Top Customer Reviews

By Mary Whipple HALL OF FAMETOP 100 REVIEWER on September 25, 2006
Format: Paperback
While Louise Maske is waiting for the king to pass by in Dusseldorf, 1910, the fastener on her underpants releases, and they fall about her ankles in public. In a matter of seconds, she has grabbed them and hidden them, and she expects that few, if any, people have noticed. Her husband Theo, however, a government clerk, is furious and fears that he may be fired from his job for her gaffe.

Adapting Carl Sternheim's sociopolitical farce from 1910 into a wildly burlesque romp appealing to a modern audience, actor/writer Steve Martin drops Sternheim's dated political satire and stresses instead the absurdity of instant fame and the unexpected opportunities it presents to people such as Louise Maske. The result might be termed an "anti-bedroom" farce, since the various sexual pairings and recombinations of characters which develop during this play, some of them devoutly wished for, remain outside the bedroom.

> _ENTRIES_

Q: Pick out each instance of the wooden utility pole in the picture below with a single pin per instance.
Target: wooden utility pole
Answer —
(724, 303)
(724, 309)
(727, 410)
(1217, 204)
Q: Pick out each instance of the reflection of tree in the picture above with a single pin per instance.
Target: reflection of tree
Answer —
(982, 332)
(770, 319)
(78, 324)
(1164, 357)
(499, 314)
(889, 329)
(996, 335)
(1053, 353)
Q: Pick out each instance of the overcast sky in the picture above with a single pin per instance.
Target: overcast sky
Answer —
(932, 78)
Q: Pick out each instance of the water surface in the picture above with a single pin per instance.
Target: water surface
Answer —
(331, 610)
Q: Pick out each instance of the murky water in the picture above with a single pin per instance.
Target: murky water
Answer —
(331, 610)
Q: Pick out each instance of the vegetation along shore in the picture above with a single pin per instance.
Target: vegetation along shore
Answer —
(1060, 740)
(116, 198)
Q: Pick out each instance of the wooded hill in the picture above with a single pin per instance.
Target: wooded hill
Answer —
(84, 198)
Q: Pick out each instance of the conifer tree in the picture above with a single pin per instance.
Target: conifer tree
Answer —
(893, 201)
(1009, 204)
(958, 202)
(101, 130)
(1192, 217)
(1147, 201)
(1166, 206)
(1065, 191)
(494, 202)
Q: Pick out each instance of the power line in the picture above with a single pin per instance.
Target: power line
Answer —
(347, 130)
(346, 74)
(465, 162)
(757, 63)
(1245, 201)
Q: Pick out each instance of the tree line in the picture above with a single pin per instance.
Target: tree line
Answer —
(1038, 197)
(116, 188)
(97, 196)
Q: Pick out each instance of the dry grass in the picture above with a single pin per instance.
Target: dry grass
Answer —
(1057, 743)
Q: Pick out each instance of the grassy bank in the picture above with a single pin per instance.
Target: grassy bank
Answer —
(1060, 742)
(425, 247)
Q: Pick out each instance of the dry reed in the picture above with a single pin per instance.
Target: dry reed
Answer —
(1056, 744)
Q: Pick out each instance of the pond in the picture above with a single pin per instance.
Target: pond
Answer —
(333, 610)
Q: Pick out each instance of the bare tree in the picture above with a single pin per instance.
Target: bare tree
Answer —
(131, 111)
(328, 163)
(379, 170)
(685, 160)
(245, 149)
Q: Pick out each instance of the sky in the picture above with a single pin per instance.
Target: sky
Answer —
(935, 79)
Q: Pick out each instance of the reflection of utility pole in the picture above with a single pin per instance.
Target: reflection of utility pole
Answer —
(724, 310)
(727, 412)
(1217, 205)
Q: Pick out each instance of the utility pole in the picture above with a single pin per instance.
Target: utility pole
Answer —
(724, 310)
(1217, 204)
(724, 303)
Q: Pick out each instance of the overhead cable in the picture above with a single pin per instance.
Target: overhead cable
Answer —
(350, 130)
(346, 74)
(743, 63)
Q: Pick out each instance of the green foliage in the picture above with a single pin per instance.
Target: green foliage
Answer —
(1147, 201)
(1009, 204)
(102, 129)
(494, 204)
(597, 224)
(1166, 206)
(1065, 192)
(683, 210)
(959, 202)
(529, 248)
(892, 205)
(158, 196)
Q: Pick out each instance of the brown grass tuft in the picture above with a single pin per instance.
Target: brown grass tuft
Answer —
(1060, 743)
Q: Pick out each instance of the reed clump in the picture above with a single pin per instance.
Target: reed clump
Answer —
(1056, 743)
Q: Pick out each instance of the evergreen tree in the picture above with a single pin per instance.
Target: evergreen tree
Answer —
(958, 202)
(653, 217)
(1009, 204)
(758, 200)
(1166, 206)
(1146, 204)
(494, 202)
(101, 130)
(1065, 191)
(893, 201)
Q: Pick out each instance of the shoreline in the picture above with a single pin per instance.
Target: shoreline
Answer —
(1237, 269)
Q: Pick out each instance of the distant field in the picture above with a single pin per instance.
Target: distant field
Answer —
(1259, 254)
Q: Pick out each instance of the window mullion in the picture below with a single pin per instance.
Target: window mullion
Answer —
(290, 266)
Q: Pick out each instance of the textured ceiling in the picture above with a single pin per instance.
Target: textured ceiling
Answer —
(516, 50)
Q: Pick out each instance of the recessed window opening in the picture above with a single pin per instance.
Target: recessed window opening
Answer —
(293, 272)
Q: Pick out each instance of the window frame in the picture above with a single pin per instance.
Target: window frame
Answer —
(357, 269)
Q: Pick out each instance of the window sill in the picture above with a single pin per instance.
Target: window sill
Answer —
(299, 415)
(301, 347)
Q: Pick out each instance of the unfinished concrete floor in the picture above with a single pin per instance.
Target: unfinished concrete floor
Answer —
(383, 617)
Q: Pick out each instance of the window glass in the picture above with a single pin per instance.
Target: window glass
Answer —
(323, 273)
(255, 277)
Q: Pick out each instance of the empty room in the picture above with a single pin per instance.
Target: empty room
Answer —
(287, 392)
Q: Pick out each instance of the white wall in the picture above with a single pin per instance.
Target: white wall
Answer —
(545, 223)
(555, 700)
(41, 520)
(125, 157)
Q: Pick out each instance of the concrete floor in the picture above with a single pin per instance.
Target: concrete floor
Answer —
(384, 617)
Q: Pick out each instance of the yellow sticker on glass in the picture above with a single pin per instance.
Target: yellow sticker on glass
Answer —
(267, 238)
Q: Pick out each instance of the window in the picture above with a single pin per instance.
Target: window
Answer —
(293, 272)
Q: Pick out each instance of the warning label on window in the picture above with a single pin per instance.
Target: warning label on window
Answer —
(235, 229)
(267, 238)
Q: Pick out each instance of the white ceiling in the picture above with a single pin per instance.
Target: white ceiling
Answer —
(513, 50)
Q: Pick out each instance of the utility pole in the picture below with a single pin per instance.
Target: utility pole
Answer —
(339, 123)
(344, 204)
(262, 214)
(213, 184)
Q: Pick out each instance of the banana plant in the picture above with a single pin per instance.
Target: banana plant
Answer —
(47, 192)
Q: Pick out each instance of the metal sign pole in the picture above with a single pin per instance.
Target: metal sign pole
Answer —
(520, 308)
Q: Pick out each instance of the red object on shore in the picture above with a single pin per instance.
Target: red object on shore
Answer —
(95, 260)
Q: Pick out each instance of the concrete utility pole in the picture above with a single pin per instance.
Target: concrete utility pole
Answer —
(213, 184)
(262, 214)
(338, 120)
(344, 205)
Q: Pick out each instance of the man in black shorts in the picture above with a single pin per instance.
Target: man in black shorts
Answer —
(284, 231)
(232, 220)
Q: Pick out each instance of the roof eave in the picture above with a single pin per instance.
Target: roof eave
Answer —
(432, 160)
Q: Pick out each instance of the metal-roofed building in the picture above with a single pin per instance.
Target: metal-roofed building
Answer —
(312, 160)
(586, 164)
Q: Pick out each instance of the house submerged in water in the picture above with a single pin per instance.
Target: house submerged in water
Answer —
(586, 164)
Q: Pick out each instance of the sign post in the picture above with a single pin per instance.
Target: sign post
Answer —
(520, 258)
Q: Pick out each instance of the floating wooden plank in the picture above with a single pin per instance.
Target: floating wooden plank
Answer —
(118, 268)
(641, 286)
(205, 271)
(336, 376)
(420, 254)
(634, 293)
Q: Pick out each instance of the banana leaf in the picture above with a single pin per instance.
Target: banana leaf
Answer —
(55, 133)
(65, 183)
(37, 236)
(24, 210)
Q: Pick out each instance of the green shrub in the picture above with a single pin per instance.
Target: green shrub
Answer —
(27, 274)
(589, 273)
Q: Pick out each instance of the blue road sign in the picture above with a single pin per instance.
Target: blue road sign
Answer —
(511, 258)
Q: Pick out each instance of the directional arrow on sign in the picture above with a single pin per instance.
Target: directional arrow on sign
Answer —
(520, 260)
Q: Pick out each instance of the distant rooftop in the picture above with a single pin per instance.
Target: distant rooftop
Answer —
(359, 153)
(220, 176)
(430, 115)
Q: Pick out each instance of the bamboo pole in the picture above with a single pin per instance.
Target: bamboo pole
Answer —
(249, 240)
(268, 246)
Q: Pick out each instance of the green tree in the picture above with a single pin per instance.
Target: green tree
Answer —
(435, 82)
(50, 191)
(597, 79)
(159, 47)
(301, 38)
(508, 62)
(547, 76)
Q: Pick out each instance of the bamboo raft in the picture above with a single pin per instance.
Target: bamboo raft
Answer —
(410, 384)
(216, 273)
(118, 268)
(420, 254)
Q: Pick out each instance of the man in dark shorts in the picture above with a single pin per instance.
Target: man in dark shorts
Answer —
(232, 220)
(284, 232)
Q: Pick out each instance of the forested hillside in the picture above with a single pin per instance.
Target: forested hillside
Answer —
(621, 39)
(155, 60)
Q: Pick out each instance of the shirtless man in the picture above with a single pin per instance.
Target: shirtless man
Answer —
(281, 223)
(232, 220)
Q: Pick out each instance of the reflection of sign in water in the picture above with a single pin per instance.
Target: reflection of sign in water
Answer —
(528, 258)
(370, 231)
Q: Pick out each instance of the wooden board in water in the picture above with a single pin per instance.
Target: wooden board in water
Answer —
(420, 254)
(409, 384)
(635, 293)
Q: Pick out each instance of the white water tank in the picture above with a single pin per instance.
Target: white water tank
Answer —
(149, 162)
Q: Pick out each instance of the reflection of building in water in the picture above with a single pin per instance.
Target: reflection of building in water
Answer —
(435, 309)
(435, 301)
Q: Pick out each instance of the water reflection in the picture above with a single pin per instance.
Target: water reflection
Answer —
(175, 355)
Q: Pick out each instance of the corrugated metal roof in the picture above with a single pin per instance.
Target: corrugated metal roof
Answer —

> _TASKS TO COMPLETE_
1 – Reproduce the play review text between "Adapting Carl Sternheim's" and "outside the bedroom.", inclusive.
2 – Pick up the review of Steve Martin's farce where it stops and keep writing.

> _ANSWERS TO THE EXERCISES_
1 –
Adapting Carl Sternheim's sociopolitical farce from 1910 into a wildly burlesque romp appealing to a modern audience, actor/writer Steve Martin drops Sternheim's dated political satire and stresses instead the absurdity of instant fame and the unexpected opportunities it presents to people such as Louise Maske. The result might be termed an "anti-bedroom" farce, since the various sexual pairings and recombinations of characters which develop during this play, some of them devoutly wished for, remain outside the bedroom.

2 –
The Maskes have an extra bedroom in their apartment, and they quickly find themselves almost overrun with candidates who want to rent it after Louise's "episode." Versati, a poet, sees Louise as his muse, and he is anxious to have an affair with her (and she, with him), but after she rents the room to him, she discovers that Theo has also rented it to the sickly Benjamin Cohen, a barber who is willing to walk a long distance to his job, just so he can be in the presence of Louise. The room is subdivided, with each person paying almost full rent. In subsequent action, Louise's friend Gertrude gives Louise sexual advice while she also creates a newer, more beautiful set of undergarments for Louise. Two new characters appear, and several new opportunities for liaisons arise.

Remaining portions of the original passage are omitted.